__Problem to solve__
From the line bearing "Objective — one point per instance of the shrub" down to the final line of the records below, give every line again exactly and add nothing.

Stored items from a collection
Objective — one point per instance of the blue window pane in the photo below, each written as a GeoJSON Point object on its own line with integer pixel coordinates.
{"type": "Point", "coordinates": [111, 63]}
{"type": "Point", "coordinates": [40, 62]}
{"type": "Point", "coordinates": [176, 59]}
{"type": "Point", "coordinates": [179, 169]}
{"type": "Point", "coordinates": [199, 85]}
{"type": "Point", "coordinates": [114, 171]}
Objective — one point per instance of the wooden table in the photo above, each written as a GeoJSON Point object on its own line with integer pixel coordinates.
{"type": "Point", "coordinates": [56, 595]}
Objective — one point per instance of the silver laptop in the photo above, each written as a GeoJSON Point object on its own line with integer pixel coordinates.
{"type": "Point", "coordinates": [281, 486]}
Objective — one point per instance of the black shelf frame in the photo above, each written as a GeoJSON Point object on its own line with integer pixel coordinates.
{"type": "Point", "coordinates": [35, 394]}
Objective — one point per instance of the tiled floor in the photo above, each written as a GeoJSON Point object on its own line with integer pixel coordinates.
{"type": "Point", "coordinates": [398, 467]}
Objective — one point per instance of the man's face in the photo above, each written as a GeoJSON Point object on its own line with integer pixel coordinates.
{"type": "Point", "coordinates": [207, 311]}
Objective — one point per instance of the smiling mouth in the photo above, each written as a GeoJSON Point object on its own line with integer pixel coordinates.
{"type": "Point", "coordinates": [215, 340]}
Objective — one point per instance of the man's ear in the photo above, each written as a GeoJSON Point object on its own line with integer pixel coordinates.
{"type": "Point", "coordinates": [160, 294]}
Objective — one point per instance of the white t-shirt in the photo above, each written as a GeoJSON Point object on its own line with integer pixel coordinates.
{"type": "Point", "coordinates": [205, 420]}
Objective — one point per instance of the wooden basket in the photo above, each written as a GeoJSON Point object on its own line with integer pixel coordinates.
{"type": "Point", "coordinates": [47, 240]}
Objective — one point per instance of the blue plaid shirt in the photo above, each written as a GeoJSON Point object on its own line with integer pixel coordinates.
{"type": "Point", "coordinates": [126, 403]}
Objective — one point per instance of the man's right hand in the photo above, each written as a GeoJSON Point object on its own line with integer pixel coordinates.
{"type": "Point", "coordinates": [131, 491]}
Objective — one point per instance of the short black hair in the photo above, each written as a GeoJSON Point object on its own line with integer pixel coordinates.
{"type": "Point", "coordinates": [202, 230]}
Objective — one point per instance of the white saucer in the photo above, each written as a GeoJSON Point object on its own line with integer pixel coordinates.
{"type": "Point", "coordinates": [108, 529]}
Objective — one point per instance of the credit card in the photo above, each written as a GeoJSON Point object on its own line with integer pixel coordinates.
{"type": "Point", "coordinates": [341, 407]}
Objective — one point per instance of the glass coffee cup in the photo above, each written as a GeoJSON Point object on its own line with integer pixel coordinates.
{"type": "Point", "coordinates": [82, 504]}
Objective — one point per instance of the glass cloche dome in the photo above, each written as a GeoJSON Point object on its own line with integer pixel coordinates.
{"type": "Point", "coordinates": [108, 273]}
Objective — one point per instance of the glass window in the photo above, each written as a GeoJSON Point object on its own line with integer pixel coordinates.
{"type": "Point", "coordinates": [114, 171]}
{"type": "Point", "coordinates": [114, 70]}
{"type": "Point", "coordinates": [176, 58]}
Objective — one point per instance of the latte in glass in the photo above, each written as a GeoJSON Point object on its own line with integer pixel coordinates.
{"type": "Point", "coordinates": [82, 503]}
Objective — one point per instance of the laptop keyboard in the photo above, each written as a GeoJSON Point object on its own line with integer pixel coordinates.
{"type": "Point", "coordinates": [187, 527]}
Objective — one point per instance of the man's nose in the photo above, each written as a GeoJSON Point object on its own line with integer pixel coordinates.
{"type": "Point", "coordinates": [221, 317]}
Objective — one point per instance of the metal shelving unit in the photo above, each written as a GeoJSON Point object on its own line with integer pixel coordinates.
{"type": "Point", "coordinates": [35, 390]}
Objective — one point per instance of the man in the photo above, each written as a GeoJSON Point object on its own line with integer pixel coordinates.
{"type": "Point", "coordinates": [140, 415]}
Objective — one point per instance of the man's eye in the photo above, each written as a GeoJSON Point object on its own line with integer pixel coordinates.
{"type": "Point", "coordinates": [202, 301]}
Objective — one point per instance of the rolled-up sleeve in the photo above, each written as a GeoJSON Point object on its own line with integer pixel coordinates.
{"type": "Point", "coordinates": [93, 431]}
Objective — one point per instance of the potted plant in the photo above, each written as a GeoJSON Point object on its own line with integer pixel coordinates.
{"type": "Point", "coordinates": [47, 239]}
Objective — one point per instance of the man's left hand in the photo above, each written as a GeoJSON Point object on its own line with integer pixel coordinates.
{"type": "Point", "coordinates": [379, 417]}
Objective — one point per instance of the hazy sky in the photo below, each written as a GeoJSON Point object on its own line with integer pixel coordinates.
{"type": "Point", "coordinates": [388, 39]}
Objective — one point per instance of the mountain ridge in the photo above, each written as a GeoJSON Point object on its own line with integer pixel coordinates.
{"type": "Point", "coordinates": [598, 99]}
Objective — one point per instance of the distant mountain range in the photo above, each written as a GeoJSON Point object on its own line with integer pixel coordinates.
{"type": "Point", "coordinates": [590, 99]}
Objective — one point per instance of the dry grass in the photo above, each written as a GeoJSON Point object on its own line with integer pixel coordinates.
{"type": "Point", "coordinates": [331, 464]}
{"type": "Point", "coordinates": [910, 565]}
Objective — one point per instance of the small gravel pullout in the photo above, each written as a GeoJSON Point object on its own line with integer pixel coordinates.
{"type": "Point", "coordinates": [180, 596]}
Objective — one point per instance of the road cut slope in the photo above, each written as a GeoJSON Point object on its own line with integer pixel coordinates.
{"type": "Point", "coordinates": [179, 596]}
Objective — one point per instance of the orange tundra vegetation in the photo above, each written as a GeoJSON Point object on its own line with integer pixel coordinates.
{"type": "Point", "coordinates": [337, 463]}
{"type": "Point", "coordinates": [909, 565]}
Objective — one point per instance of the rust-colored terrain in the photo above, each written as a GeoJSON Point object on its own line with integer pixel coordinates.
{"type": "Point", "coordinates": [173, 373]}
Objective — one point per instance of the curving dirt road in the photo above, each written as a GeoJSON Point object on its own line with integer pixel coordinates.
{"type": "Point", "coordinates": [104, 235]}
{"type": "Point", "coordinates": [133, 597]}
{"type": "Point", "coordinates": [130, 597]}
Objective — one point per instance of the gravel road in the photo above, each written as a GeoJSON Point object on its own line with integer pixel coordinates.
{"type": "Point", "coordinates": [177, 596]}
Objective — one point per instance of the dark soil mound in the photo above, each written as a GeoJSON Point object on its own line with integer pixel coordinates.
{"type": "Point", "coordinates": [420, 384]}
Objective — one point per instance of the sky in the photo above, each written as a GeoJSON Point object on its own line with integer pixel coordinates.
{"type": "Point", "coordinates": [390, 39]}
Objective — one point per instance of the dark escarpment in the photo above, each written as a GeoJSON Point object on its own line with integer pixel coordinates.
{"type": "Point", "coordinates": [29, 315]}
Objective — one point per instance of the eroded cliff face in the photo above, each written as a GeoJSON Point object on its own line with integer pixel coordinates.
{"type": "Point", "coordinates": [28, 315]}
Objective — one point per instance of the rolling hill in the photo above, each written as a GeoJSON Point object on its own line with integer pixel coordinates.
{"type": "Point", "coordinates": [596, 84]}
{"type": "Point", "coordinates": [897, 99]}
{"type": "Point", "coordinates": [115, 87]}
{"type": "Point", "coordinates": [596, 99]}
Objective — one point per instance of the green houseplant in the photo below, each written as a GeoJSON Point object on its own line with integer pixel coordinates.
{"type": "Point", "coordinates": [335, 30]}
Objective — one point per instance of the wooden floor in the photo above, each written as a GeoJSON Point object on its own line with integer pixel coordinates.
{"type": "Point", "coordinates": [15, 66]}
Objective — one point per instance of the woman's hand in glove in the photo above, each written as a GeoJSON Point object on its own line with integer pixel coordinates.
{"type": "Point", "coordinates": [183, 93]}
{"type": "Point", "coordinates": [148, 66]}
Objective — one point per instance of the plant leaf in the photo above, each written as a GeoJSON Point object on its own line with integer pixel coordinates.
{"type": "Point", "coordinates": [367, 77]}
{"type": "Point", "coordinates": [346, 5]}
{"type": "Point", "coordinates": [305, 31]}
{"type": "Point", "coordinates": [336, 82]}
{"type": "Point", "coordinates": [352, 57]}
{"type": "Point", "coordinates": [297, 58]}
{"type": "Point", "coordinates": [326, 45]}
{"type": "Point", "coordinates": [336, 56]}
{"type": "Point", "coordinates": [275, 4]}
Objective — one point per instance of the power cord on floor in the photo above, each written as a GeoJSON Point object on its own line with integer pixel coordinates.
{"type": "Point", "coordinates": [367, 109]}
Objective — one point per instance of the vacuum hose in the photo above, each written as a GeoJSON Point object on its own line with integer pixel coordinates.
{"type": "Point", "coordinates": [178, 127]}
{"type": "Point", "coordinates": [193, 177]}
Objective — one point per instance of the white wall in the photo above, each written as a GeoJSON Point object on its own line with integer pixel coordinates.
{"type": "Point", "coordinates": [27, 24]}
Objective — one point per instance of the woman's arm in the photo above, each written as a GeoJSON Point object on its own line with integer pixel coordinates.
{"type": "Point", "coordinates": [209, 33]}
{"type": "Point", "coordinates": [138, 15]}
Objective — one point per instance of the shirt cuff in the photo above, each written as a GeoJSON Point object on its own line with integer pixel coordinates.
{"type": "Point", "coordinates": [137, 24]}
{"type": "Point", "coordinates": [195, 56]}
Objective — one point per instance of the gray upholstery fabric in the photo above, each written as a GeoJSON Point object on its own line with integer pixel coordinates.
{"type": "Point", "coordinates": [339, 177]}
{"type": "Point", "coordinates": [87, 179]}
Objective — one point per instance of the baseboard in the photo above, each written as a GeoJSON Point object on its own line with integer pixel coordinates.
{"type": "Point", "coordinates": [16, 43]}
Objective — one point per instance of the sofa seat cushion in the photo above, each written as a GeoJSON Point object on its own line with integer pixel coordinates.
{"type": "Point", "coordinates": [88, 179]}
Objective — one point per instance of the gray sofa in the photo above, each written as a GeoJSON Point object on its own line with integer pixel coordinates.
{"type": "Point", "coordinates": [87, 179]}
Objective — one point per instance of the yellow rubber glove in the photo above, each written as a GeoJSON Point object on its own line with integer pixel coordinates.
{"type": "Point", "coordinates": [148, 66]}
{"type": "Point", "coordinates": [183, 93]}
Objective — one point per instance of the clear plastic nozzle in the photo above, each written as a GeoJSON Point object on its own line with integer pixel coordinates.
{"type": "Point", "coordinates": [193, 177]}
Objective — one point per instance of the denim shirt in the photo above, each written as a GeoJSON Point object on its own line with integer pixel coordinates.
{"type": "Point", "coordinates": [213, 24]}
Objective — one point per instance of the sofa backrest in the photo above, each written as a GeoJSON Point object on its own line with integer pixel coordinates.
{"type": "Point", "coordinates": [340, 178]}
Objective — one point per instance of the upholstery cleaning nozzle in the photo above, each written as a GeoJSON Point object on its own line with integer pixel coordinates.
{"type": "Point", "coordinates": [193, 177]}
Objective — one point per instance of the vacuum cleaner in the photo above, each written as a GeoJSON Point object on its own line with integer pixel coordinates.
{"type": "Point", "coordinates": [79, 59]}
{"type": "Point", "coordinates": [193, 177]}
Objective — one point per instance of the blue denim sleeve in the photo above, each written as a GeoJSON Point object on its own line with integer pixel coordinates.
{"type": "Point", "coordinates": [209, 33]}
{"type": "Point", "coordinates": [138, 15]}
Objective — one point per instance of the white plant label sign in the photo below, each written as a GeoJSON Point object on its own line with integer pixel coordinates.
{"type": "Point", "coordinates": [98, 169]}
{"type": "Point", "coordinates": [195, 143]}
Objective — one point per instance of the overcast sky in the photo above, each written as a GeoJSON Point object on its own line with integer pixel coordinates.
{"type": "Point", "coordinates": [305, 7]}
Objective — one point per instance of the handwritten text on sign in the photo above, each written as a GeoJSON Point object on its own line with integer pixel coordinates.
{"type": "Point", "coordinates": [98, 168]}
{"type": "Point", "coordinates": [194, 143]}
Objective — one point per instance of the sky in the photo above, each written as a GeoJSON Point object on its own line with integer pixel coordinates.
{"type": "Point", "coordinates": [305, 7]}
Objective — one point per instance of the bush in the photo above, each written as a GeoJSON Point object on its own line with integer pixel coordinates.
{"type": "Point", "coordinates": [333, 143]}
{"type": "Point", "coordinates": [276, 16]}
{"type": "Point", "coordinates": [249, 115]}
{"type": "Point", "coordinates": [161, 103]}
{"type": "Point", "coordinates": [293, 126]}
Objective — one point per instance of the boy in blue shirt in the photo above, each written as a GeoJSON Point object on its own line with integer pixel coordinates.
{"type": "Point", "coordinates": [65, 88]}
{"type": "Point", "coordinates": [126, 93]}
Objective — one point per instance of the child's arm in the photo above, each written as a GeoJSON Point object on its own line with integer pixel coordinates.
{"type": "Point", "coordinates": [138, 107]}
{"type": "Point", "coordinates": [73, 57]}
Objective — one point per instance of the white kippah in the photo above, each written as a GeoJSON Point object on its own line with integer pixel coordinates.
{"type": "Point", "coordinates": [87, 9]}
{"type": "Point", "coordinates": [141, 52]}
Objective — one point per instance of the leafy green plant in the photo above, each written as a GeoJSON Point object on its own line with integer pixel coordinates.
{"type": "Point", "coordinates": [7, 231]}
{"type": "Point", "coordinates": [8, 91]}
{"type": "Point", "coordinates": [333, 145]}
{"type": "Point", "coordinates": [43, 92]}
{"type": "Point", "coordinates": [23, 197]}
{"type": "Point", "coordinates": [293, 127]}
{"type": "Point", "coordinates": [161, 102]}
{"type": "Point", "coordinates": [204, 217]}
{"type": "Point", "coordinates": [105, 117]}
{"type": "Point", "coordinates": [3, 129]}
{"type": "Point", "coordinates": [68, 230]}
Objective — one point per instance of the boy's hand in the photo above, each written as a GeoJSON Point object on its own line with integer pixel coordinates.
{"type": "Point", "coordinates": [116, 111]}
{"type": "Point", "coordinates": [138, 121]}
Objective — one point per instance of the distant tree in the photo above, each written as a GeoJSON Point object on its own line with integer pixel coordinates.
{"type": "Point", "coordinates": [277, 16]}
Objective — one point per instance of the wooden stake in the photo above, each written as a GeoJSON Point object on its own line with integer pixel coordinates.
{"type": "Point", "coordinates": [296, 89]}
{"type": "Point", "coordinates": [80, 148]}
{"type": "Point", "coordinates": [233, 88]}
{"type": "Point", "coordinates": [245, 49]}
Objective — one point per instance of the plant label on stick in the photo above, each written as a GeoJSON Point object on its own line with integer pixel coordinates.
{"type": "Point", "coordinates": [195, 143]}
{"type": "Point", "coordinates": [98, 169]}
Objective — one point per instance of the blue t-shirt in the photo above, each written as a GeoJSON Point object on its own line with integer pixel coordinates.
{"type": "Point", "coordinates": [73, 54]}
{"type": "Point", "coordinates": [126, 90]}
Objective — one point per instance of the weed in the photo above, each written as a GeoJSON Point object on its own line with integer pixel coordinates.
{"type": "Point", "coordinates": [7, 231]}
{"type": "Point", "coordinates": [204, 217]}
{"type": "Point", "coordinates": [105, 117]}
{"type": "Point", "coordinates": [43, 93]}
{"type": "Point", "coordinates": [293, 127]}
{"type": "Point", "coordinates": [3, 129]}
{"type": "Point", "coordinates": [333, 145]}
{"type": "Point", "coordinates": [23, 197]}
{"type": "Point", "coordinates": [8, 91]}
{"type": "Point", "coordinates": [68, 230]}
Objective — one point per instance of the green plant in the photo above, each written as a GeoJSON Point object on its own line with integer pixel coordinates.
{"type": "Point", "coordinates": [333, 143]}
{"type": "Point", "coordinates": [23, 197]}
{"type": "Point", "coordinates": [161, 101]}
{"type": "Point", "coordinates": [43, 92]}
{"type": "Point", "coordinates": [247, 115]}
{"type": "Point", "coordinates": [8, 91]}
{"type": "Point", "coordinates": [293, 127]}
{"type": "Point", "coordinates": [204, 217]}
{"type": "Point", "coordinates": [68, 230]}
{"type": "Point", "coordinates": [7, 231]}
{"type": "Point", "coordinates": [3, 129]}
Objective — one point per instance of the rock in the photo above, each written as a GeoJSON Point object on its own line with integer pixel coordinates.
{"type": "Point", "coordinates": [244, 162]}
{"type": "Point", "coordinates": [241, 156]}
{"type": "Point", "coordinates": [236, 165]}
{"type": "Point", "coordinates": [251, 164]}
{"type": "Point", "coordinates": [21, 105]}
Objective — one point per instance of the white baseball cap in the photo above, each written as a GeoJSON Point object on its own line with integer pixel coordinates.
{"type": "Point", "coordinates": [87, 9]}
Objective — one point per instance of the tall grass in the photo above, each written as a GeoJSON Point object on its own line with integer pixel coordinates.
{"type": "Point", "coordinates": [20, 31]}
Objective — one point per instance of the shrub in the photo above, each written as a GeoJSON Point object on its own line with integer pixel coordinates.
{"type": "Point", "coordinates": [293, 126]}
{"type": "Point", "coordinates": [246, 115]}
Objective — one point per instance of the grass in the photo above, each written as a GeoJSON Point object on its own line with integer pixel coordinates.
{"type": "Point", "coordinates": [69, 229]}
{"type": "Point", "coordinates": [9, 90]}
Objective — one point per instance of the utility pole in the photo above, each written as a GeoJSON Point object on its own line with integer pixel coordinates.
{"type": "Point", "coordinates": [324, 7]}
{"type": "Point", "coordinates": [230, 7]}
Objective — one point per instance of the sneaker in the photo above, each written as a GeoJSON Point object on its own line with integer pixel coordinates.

__Answer for the task__
Objective — one point per instance of the shrub in the photo above, each written as a GeoJSON Point object on its own line with integer pixel coordinates.
{"type": "Point", "coordinates": [293, 126]}
{"type": "Point", "coordinates": [246, 115]}
Objective — one point per instance of the grass in the photo above, each written as a GeoJSON Point object on its own line with integer pixel coordinates.
{"type": "Point", "coordinates": [69, 229]}
{"type": "Point", "coordinates": [9, 90]}
Objective — one point per instance of the utility pole in the photo above, each written as a GeoJSON Point object on its own line with integer pixel coordinates.
{"type": "Point", "coordinates": [324, 7]}
{"type": "Point", "coordinates": [230, 7]}
Objective — one point per instance of the sneaker in the photo above, each written as a GeoJSON Point object on its own line with integer pixel coordinates.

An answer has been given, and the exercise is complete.